Your objective>
Return every row below that contains the string "point". Case counts, so match capitals and lowercase exactly.

Provided data>
* * * * * * * * *
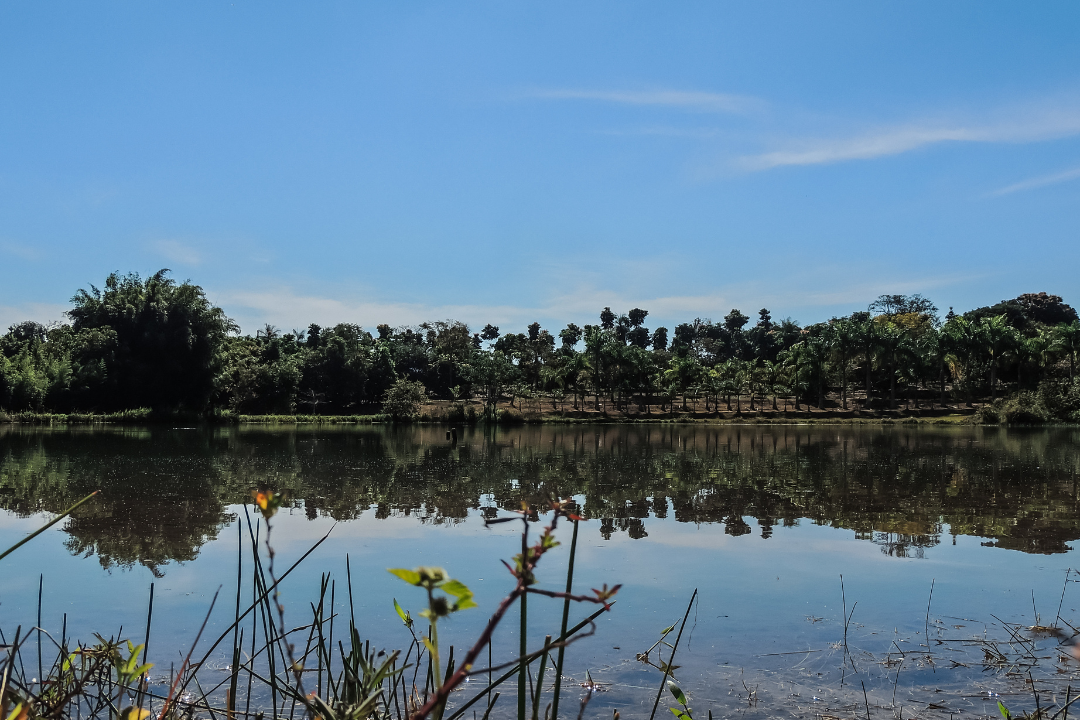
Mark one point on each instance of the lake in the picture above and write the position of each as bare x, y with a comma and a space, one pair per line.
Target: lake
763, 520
* * * * * * * * *
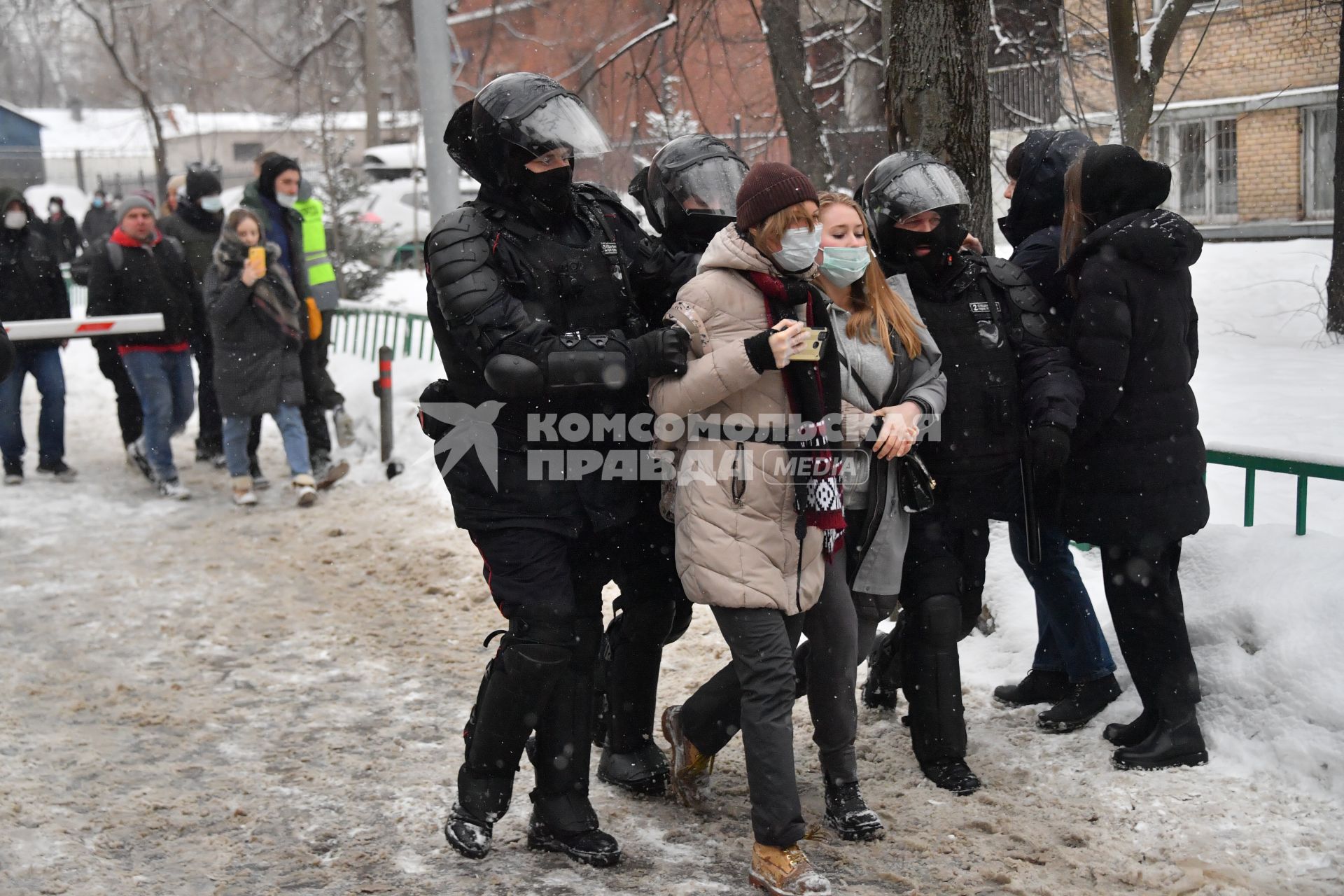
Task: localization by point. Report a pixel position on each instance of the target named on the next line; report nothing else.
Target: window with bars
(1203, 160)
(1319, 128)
* * * * * * * * *
Full output>
Mark one point on each instance of the lake in the picture above and write the position of each as bare x, y with a comma and a space, one pair per line.
Task: localization by point. Report a pixel position on each instance of the target named on the next line; report nothing else.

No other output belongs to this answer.